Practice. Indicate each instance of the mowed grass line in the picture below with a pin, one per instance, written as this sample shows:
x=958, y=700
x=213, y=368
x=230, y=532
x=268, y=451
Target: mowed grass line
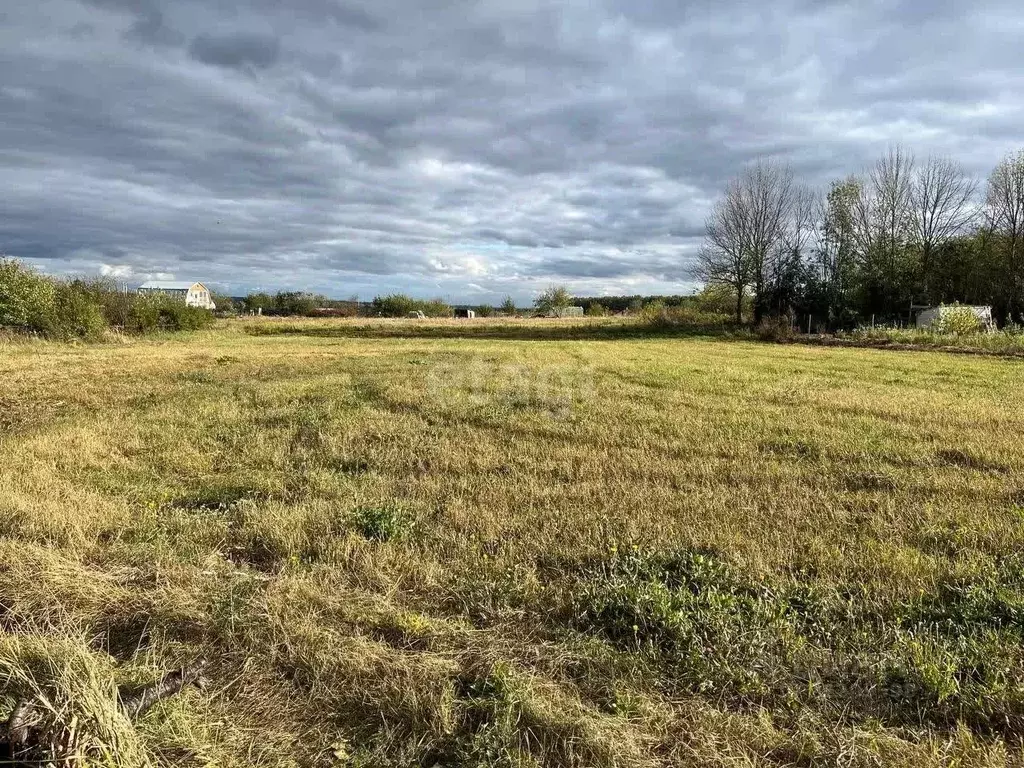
x=511, y=551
· · · · · · ·
* **Task instructions**:
With the pictures left out, output all the entries exactly.

* **Solved exercise**:
Practice. Indicate each instance of the mowed grass line in the picture below with a pin, one per instance, written as this sample shows:
x=958, y=700
x=213, y=368
x=230, y=532
x=268, y=451
Target: mowed grass line
x=511, y=551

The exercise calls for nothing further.